TASK PROMPT
Find each line in the records below that contains the string "logo" and copy it.

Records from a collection

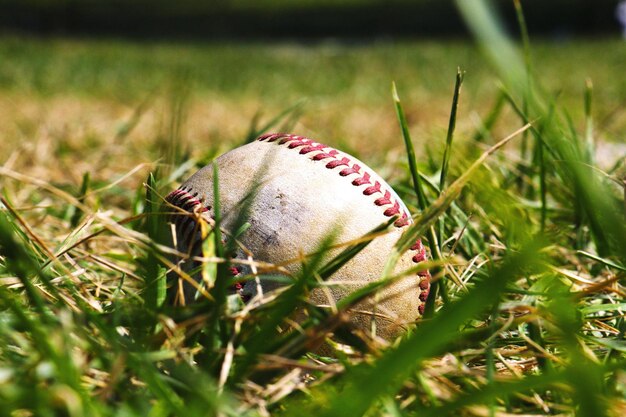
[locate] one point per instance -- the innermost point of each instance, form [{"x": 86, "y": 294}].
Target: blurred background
[
  {"x": 304, "y": 20},
  {"x": 127, "y": 79}
]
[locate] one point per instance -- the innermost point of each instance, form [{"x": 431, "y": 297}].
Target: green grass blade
[{"x": 365, "y": 383}]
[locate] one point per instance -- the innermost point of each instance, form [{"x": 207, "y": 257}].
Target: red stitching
[
  {"x": 384, "y": 200},
  {"x": 185, "y": 200},
  {"x": 325, "y": 152},
  {"x": 354, "y": 169},
  {"x": 365, "y": 179},
  {"x": 338, "y": 162},
  {"x": 373, "y": 189}
]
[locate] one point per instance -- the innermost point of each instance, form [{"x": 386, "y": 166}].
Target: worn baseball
[{"x": 305, "y": 191}]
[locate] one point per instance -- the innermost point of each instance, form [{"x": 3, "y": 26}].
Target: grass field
[{"x": 530, "y": 249}]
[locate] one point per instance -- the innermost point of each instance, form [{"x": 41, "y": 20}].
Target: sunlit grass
[{"x": 530, "y": 239}]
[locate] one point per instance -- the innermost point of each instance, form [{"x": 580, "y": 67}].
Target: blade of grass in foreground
[
  {"x": 364, "y": 384},
  {"x": 439, "y": 206},
  {"x": 603, "y": 212},
  {"x": 422, "y": 202}
]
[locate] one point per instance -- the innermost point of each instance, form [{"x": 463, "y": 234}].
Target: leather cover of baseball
[{"x": 306, "y": 191}]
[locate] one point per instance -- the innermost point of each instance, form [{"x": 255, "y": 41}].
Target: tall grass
[{"x": 529, "y": 245}]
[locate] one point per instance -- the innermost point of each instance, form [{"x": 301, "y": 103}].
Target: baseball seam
[
  {"x": 185, "y": 199},
  {"x": 329, "y": 155}
]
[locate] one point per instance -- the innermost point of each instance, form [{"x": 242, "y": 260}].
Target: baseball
[{"x": 305, "y": 191}]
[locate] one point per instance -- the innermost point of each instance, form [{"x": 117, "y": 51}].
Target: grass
[{"x": 529, "y": 235}]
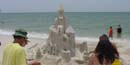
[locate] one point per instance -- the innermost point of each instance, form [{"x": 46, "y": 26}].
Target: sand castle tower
[{"x": 61, "y": 36}]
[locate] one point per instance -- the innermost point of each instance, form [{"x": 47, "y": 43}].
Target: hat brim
[{"x": 17, "y": 34}]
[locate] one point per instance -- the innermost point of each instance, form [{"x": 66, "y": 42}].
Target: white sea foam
[{"x": 45, "y": 35}]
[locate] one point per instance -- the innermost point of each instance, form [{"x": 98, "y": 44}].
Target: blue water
[{"x": 85, "y": 24}]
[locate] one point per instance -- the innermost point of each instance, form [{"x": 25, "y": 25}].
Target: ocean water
[{"x": 87, "y": 25}]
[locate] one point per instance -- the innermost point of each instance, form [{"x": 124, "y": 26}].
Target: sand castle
[
  {"x": 60, "y": 47},
  {"x": 61, "y": 36}
]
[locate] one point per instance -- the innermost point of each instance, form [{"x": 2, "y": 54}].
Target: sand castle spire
[
  {"x": 61, "y": 36},
  {"x": 61, "y": 10}
]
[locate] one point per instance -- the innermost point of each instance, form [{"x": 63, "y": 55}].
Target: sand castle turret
[{"x": 61, "y": 36}]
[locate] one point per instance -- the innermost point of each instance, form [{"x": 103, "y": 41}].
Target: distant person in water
[
  {"x": 110, "y": 32},
  {"x": 119, "y": 31}
]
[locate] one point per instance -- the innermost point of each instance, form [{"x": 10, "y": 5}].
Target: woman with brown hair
[{"x": 105, "y": 53}]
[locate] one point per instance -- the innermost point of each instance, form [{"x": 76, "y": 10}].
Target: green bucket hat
[{"x": 21, "y": 32}]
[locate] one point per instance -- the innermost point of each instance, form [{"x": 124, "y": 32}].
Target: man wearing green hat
[{"x": 14, "y": 53}]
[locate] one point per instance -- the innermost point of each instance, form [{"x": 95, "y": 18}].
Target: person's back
[
  {"x": 119, "y": 31},
  {"x": 105, "y": 53},
  {"x": 14, "y": 52}
]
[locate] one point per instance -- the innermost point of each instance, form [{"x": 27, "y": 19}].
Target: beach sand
[{"x": 123, "y": 46}]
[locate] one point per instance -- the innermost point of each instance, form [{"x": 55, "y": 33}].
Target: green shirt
[{"x": 14, "y": 54}]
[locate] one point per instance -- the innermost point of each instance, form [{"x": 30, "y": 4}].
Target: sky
[{"x": 69, "y": 5}]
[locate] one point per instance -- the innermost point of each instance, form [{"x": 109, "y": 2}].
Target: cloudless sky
[{"x": 69, "y": 5}]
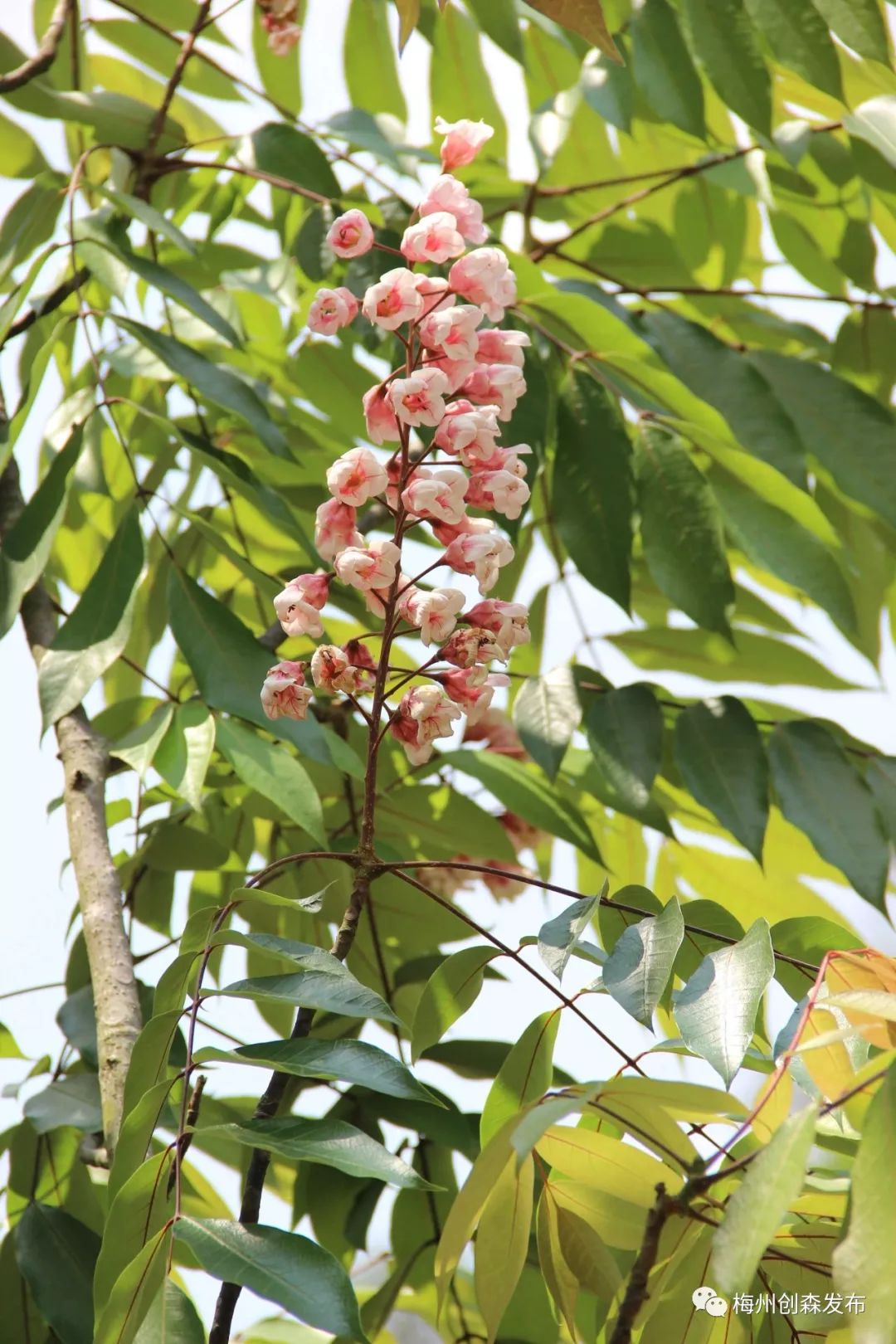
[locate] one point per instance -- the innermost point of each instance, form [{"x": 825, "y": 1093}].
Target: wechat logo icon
[{"x": 707, "y": 1300}]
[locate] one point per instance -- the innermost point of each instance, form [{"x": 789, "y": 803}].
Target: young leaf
[
  {"x": 524, "y": 1075},
  {"x": 284, "y": 1268},
  {"x": 822, "y": 793},
  {"x": 716, "y": 1010},
  {"x": 723, "y": 762},
  {"x": 681, "y": 530},
  {"x": 449, "y": 992},
  {"x": 757, "y": 1207},
  {"x": 546, "y": 714},
  {"x": 592, "y": 494},
  {"x": 558, "y": 937},
  {"x": 640, "y": 965}
]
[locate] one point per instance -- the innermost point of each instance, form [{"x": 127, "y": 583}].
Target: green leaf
[
  {"x": 285, "y": 152},
  {"x": 860, "y": 24},
  {"x": 546, "y": 714},
  {"x": 822, "y": 793},
  {"x": 273, "y": 772},
  {"x": 524, "y": 1075},
  {"x": 371, "y": 74},
  {"x": 820, "y": 405},
  {"x": 56, "y": 1257},
  {"x": 664, "y": 69},
  {"x": 592, "y": 494},
  {"x": 449, "y": 992},
  {"x": 625, "y": 734},
  {"x": 716, "y": 1010},
  {"x": 638, "y": 968},
  {"x": 316, "y": 990},
  {"x": 754, "y": 1211},
  {"x": 282, "y": 1268},
  {"x": 329, "y": 1142},
  {"x": 558, "y": 937},
  {"x": 215, "y": 382},
  {"x": 864, "y": 1259},
  {"x": 724, "y": 42},
  {"x": 27, "y": 544},
  {"x": 524, "y": 791},
  {"x": 97, "y": 631},
  {"x": 723, "y": 762},
  {"x": 800, "y": 39},
  {"x": 348, "y": 1060},
  {"x": 681, "y": 530}
]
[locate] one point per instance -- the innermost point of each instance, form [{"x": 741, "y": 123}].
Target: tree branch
[
  {"x": 85, "y": 763},
  {"x": 43, "y": 56}
]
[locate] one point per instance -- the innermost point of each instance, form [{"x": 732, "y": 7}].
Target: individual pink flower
[
  {"x": 497, "y": 385},
  {"x": 356, "y": 477},
  {"x": 509, "y": 621},
  {"x": 368, "y": 566},
  {"x": 451, "y": 195},
  {"x": 382, "y": 425},
  {"x": 483, "y": 554},
  {"x": 299, "y": 604},
  {"x": 499, "y": 492},
  {"x": 470, "y": 645},
  {"x": 334, "y": 528},
  {"x": 394, "y": 300},
  {"x": 423, "y": 715},
  {"x": 434, "y": 613},
  {"x": 468, "y": 429},
  {"x": 503, "y": 347},
  {"x": 285, "y": 694},
  {"x": 331, "y": 311},
  {"x": 351, "y": 234},
  {"x": 436, "y": 494},
  {"x": 419, "y": 398},
  {"x": 462, "y": 141},
  {"x": 433, "y": 240},
  {"x": 484, "y": 279},
  {"x": 332, "y": 670}
]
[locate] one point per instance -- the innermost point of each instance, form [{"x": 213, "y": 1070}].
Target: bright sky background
[{"x": 39, "y": 898}]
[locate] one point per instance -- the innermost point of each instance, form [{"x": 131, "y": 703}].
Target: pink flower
[
  {"x": 368, "y": 566},
  {"x": 334, "y": 528},
  {"x": 509, "y": 621},
  {"x": 481, "y": 554},
  {"x": 299, "y": 604},
  {"x": 394, "y": 300},
  {"x": 351, "y": 234},
  {"x": 451, "y": 331},
  {"x": 332, "y": 670},
  {"x": 462, "y": 141},
  {"x": 436, "y": 494},
  {"x": 484, "y": 277},
  {"x": 331, "y": 311},
  {"x": 434, "y": 240},
  {"x": 382, "y": 425},
  {"x": 503, "y": 347},
  {"x": 472, "y": 645},
  {"x": 285, "y": 694},
  {"x": 356, "y": 477},
  {"x": 469, "y": 431},
  {"x": 499, "y": 492},
  {"x": 418, "y": 399},
  {"x": 434, "y": 613},
  {"x": 423, "y": 715},
  {"x": 451, "y": 195},
  {"x": 500, "y": 385}
]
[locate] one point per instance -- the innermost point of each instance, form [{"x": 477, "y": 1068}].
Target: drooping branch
[{"x": 85, "y": 762}]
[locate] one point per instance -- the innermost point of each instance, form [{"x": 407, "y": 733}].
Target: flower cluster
[{"x": 434, "y": 425}]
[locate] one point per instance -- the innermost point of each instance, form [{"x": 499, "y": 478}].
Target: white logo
[{"x": 705, "y": 1300}]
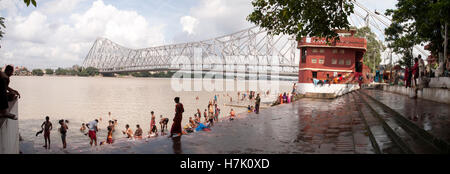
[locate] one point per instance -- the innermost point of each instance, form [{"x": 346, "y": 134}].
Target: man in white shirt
[{"x": 92, "y": 126}]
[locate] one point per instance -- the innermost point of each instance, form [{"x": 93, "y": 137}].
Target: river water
[{"x": 130, "y": 100}]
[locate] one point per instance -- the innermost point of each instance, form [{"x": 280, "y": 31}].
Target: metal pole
[{"x": 445, "y": 45}]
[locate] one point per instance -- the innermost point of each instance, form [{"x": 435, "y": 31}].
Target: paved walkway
[
  {"x": 431, "y": 116},
  {"x": 305, "y": 126}
]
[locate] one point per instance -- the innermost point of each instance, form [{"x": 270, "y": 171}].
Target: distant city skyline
[{"x": 59, "y": 33}]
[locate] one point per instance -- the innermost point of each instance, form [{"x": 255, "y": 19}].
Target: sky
[{"x": 59, "y": 33}]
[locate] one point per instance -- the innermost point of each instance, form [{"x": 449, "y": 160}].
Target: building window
[
  {"x": 334, "y": 61},
  {"x": 348, "y": 62},
  {"x": 321, "y": 61}
]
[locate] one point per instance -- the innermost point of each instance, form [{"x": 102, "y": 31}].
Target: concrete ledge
[
  {"x": 320, "y": 95},
  {"x": 325, "y": 91},
  {"x": 434, "y": 94},
  {"x": 9, "y": 132}
]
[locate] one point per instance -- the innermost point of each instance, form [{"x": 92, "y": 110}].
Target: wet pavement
[
  {"x": 305, "y": 126},
  {"x": 351, "y": 124},
  {"x": 430, "y": 116}
]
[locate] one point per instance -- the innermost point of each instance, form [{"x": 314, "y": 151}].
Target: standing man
[
  {"x": 152, "y": 124},
  {"x": 176, "y": 126},
  {"x": 163, "y": 123},
  {"x": 47, "y": 127},
  {"x": 258, "y": 102},
  {"x": 7, "y": 93},
  {"x": 415, "y": 71},
  {"x": 92, "y": 126},
  {"x": 63, "y": 131}
]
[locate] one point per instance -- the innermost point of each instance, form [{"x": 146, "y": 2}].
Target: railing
[
  {"x": 353, "y": 42},
  {"x": 9, "y": 131}
]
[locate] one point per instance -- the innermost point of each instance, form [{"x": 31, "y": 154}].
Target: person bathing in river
[
  {"x": 110, "y": 129},
  {"x": 138, "y": 133},
  {"x": 216, "y": 113},
  {"x": 205, "y": 115},
  {"x": 153, "y": 129},
  {"x": 232, "y": 114},
  {"x": 128, "y": 131},
  {"x": 7, "y": 93},
  {"x": 83, "y": 127},
  {"x": 257, "y": 103},
  {"x": 176, "y": 126},
  {"x": 63, "y": 131},
  {"x": 47, "y": 127},
  {"x": 163, "y": 123},
  {"x": 93, "y": 129}
]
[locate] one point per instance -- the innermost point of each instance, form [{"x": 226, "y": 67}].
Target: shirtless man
[
  {"x": 163, "y": 123},
  {"x": 6, "y": 93},
  {"x": 93, "y": 129},
  {"x": 128, "y": 131},
  {"x": 232, "y": 115},
  {"x": 138, "y": 133},
  {"x": 47, "y": 127}
]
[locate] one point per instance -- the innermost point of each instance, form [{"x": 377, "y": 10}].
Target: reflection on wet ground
[
  {"x": 306, "y": 126},
  {"x": 311, "y": 126},
  {"x": 431, "y": 116}
]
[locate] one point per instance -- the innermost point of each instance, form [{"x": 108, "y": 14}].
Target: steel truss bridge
[{"x": 249, "y": 51}]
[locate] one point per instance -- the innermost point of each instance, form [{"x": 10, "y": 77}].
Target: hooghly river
[{"x": 130, "y": 100}]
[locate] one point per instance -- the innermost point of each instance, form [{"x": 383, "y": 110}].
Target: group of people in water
[{"x": 211, "y": 115}]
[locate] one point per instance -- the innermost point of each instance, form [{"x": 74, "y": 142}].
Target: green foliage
[
  {"x": 416, "y": 22},
  {"x": 374, "y": 47},
  {"x": 37, "y": 72},
  {"x": 302, "y": 18},
  {"x": 2, "y": 19},
  {"x": 49, "y": 71},
  {"x": 30, "y": 1}
]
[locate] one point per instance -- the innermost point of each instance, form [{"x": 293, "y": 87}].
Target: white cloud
[
  {"x": 60, "y": 6},
  {"x": 216, "y": 18},
  {"x": 36, "y": 40},
  {"x": 188, "y": 23}
]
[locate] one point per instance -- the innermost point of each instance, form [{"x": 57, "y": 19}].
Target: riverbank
[{"x": 82, "y": 100}]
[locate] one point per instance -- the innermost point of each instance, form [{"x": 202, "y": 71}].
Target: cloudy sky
[{"x": 59, "y": 33}]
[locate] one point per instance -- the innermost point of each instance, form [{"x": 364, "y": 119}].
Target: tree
[
  {"x": 374, "y": 47},
  {"x": 49, "y": 71},
  {"x": 37, "y": 72},
  {"x": 2, "y": 19},
  {"x": 302, "y": 18},
  {"x": 417, "y": 22}
]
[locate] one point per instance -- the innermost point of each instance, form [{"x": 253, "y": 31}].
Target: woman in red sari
[{"x": 176, "y": 126}]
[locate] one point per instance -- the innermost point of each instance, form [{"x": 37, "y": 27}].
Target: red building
[{"x": 338, "y": 58}]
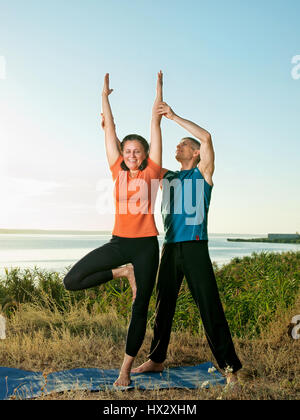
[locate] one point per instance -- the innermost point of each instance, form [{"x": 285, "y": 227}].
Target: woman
[{"x": 134, "y": 164}]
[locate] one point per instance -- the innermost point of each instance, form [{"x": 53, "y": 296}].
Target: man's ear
[{"x": 197, "y": 154}]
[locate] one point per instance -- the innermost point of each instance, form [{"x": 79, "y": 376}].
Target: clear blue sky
[{"x": 226, "y": 64}]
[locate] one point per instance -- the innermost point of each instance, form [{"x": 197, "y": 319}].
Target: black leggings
[
  {"x": 191, "y": 259},
  {"x": 96, "y": 268}
]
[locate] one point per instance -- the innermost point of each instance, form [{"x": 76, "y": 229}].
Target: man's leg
[
  {"x": 202, "y": 283},
  {"x": 170, "y": 277}
]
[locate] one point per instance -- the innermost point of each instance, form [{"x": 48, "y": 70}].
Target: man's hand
[
  {"x": 165, "y": 110},
  {"x": 106, "y": 90},
  {"x": 159, "y": 86}
]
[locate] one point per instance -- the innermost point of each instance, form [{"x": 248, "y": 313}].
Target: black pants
[
  {"x": 191, "y": 259},
  {"x": 96, "y": 268}
]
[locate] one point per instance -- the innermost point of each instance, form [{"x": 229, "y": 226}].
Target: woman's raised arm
[
  {"x": 155, "y": 152},
  {"x": 112, "y": 143}
]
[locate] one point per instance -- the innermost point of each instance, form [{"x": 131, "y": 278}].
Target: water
[{"x": 56, "y": 252}]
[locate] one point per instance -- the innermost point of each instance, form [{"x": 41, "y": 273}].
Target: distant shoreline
[{"x": 272, "y": 241}]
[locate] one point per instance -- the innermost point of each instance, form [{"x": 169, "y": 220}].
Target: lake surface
[{"x": 56, "y": 252}]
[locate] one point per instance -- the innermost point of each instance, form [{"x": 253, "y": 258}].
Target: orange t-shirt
[{"x": 134, "y": 200}]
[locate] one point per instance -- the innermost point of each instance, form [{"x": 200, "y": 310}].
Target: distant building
[{"x": 283, "y": 236}]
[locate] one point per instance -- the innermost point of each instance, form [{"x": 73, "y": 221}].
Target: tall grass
[{"x": 252, "y": 290}]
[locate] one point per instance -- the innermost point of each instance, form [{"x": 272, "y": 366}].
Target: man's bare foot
[
  {"x": 123, "y": 379},
  {"x": 232, "y": 381},
  {"x": 127, "y": 271},
  {"x": 149, "y": 366}
]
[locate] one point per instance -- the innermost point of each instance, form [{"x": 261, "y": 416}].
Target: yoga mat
[{"x": 25, "y": 385}]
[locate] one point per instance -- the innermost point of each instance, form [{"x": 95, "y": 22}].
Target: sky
[{"x": 231, "y": 67}]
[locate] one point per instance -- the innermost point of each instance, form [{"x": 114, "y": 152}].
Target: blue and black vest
[{"x": 185, "y": 203}]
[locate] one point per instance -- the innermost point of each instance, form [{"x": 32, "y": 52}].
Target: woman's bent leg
[{"x": 95, "y": 268}]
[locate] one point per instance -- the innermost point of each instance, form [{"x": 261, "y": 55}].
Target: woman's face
[{"x": 133, "y": 154}]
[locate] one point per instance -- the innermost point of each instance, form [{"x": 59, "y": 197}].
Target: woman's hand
[
  {"x": 106, "y": 90},
  {"x": 164, "y": 109}
]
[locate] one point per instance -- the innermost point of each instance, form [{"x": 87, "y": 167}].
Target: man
[{"x": 185, "y": 250}]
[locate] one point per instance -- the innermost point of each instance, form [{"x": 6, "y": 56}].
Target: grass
[{"x": 50, "y": 329}]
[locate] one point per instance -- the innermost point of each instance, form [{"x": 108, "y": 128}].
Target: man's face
[{"x": 185, "y": 151}]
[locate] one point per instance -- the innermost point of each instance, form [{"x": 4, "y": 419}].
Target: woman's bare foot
[
  {"x": 123, "y": 379},
  {"x": 126, "y": 271},
  {"x": 149, "y": 366}
]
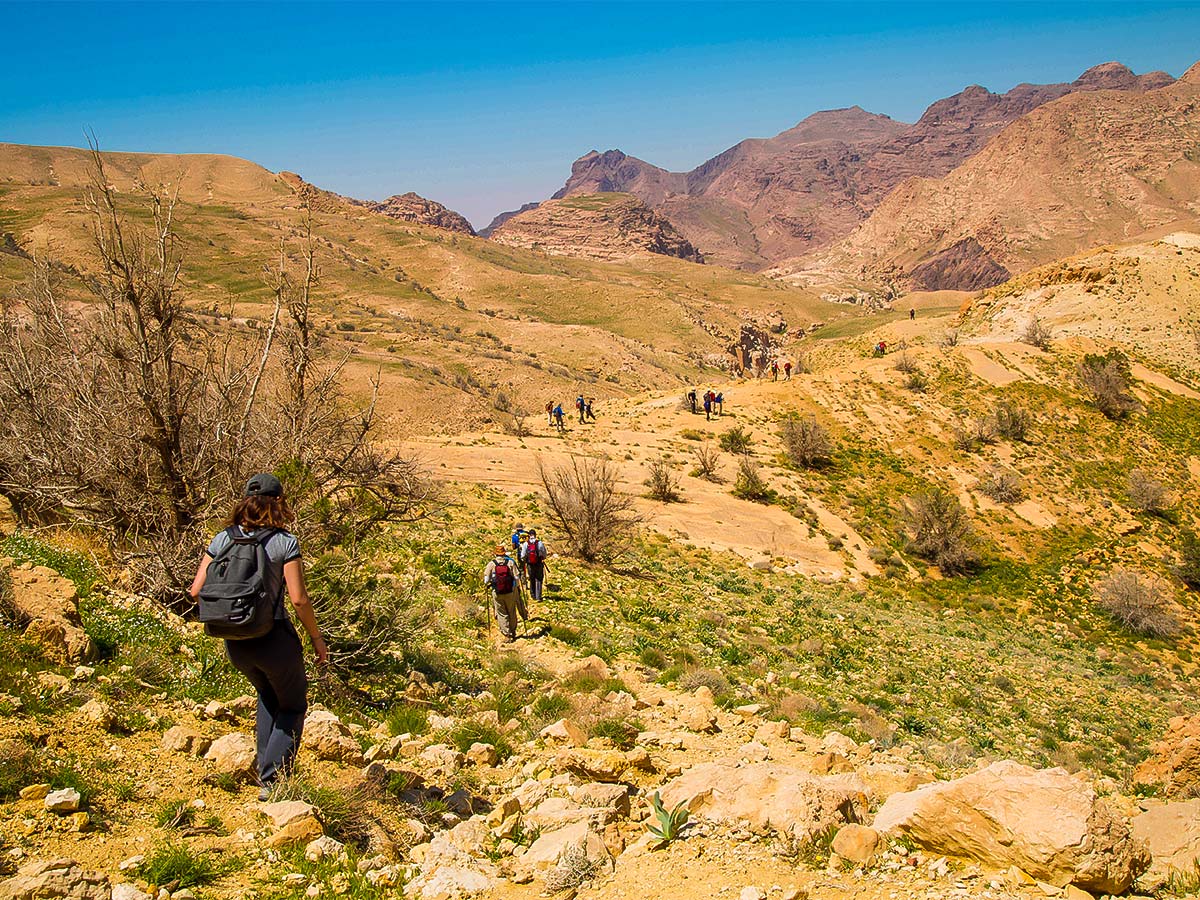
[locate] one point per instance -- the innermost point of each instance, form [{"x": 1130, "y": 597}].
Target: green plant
[
  {"x": 171, "y": 862},
  {"x": 940, "y": 531},
  {"x": 736, "y": 441},
  {"x": 667, "y": 823},
  {"x": 407, "y": 719}
]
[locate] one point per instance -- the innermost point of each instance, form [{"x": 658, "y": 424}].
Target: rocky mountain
[
  {"x": 413, "y": 208},
  {"x": 1086, "y": 169},
  {"x": 598, "y": 226},
  {"x": 765, "y": 201}
]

RESULT OF THE TASK
Target: wechat logo icon
Target: white logo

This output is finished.